• _STATED PROBLEM 1_
From the electron device description, quote the passage starting with "outer conductors" and going on through "and anode 58.".
• _STATED PROBLEM 2_
According to the electron device description, what materials can the electrically insulating seals 53 be made of?
• _STATED PROBLEM 3_
List every electrically insulating seal named by reference number in the electron device description, along with the part that passes through each one.

═══ EXTRACT PROVIDED ═══

The cathode-heater assembly 20 includes a cathode support member 40 which can be hermetically sealed to the upper plate 28 of radial transmission line 18. The support member 40 also serves as a portion of the inner conductor of the coaxial line 65 which is mounted at the center of the radial transmission line 18.

A heater 42 is supported inside the cathode support member 40 by means of an electrically insulating header 44 hermetically sealed to the upper plate 28; the

heater support rods

45 and 46 which pass through the header 44 also serve as heater leads, which can be connected to an appropriate heater supply 48. Several discrete electron beam sources are provided by depositing any suitable electron emissive material 50 at appropriate intervals around the cathode support member 40. A modulating grid structure 52 adjacent to and surrounding the coated cathode support member 40 provides means for modulating the electron beam emanating from the deposits of cathode material 50. The grid structure 52 can be supported from the upper plate 28 by the grid lead 54 which extends through electrically insulating seals 53, made, for example, of a suitable ceramic or glass. An imput control signal, which can be a periodic rf voltage, can be connected to the modulating grid 52 by way of grid lead 54.

The electron beam is accelerated to a relatively high velocity by means of the cylindrical anode structure 58 which is maintained highly positive relative to the cathode and grid by means of a positive potential applied to the anode structure 58 by way of terminal 59. The connecting lead 61 which passes through the electrically insulating seal 64 serves also as a support member for the anode structure 58.

It is possible to use the plate 25 as an anode by applying a relatively high positive voltage directly to the plate 25, although at a sacrifice of safety; with this arrangement, the anode structure 58 can be omitted. A load is connected between the

inner conductor

40, 67 and the outer conductor 68 of coaxial line assembly 65. In order to insulate rf currents from the dc supply 36, conventional dielectric elements 71 and 72 may be inserted within the inner and

outer conductors

67 and 68. The electron beams from the various cathode emissive surfaces 50 are suitably restrained by means of a focusing electrode structure 62 which is supported from the upper plate 28 by a member 63 passing through electrically insulating seal 66 and connected to a terminal 69 maintained at a positive potential intermediate that of the grid 52 and anode 58.

A microwave window 73 allows for the necessary evacuation of the electron device 12. The coaxial line assembly 65 is disposed at the center of the radial transmission line 18 and includes an inner conductor having an enlarged portion 40 (which also constitutes the cathode support). The coaxial line assembly 65 can include two or more stepped transitions in cross-section in order to achieve a transformation of impedance. In FIG. 1, one such transition is shown from the portion 40 to the portion 67 which can be a solid or hollow member of smaller diameter than that of portion 40. The outer conductor 68 of the centrally disposed coaxial transmission line is attached to the lower plate 29 of the radial transmission line 18.

═══ SUPPLIED DATA ═══

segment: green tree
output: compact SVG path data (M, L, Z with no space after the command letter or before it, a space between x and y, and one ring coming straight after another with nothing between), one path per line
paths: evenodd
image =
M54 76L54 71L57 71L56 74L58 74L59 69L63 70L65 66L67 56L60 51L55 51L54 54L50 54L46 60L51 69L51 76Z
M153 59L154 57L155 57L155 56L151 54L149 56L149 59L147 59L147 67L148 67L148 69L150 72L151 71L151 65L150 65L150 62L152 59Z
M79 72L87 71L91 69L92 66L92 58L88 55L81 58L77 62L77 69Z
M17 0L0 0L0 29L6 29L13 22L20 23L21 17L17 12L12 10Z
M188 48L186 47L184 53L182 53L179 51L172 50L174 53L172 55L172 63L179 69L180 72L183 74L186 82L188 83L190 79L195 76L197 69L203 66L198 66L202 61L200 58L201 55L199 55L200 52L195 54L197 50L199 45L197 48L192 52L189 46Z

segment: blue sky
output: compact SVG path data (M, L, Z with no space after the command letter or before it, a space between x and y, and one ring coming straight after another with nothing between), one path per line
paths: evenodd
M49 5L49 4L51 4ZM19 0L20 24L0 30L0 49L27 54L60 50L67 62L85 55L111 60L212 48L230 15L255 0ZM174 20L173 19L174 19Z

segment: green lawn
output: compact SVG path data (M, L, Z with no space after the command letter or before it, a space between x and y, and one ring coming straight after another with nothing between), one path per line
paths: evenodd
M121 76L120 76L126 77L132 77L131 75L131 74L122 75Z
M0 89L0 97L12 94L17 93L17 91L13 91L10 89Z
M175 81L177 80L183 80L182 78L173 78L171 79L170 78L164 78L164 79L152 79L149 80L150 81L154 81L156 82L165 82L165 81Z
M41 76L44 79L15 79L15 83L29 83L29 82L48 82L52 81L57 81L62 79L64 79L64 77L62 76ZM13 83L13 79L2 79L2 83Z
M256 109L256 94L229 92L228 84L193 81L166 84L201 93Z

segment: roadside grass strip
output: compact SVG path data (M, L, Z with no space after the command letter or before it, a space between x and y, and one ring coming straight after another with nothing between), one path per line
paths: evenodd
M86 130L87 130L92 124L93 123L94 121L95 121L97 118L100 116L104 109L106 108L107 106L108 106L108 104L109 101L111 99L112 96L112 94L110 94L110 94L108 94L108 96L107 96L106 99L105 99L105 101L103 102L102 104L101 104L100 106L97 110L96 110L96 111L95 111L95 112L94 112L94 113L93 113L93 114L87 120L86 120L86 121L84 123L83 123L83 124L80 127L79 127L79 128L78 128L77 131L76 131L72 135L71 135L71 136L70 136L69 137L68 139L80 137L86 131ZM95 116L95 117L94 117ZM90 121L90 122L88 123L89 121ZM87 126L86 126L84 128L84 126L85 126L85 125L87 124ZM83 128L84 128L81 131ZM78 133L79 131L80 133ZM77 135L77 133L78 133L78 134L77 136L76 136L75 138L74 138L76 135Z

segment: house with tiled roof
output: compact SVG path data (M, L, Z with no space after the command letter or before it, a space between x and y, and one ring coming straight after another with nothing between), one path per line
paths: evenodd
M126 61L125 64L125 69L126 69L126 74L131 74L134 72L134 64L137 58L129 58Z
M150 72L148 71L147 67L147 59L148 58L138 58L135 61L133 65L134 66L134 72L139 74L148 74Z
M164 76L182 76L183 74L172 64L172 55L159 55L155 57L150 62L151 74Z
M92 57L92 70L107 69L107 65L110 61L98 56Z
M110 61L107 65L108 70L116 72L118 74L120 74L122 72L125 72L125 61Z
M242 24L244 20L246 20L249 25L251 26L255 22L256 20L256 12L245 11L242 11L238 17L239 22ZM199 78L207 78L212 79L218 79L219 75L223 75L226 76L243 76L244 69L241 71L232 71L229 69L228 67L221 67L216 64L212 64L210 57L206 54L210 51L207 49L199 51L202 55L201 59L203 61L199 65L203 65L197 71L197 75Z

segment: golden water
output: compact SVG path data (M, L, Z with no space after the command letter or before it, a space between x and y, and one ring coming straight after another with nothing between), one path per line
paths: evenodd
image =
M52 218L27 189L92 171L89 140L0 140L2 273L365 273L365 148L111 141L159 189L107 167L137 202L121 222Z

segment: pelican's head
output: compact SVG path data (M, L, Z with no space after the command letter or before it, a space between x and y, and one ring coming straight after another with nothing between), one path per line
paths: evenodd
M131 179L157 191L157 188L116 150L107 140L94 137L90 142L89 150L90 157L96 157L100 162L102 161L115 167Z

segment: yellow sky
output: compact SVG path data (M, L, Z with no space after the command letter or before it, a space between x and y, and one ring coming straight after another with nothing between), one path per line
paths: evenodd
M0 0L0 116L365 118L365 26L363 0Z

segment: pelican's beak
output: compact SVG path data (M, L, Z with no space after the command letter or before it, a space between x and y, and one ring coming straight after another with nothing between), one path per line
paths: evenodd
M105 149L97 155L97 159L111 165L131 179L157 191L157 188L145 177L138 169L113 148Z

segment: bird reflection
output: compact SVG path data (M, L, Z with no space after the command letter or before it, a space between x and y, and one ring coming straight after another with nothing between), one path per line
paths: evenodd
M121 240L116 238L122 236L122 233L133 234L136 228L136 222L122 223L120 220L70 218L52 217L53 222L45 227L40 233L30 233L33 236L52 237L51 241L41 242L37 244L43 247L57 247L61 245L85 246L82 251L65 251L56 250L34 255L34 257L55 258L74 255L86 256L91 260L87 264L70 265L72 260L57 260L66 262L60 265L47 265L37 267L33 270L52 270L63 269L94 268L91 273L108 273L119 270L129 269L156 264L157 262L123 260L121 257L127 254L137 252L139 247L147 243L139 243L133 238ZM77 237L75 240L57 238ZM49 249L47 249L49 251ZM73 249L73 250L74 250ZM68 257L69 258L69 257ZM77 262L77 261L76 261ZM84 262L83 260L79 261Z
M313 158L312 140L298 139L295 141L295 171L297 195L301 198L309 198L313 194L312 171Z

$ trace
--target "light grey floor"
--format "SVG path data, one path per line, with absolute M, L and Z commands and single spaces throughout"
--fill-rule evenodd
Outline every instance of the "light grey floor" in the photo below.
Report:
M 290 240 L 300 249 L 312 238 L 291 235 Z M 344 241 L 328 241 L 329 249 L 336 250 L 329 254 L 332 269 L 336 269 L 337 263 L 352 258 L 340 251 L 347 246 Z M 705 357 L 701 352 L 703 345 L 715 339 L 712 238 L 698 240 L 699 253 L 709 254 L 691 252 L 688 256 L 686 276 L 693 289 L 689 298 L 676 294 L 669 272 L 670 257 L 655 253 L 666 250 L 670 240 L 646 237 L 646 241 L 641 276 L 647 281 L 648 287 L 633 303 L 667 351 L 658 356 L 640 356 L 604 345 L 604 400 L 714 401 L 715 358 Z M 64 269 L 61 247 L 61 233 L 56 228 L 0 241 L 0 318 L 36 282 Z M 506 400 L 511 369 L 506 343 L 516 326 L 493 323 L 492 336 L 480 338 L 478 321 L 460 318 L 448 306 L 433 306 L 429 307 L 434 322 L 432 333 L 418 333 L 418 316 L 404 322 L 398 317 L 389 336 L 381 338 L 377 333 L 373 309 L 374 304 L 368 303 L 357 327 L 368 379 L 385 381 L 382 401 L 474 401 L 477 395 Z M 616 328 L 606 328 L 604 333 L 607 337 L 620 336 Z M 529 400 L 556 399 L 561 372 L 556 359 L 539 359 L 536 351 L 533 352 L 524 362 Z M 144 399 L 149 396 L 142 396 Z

═══

• _SOLUTION 1_
outer conductors

67 and 68. The electron beams from the various cathode emissive surfaces 50 are suitably restrained by means of a focusing electrode structure 62 which is supported from the upper plate 28 by a member 63 passing through electrically insulating seal 66 and connected to a terminal 69 maintained at a positive potential intermediate that of the grid 52 and anode 58.

• _SOLUTION 2_
A suitable ceramic or glass.

• _SOLUTION 3_
- Seal 53: grid lead 54
- Seal 64: connecting lead 61
- Seal 66: member 63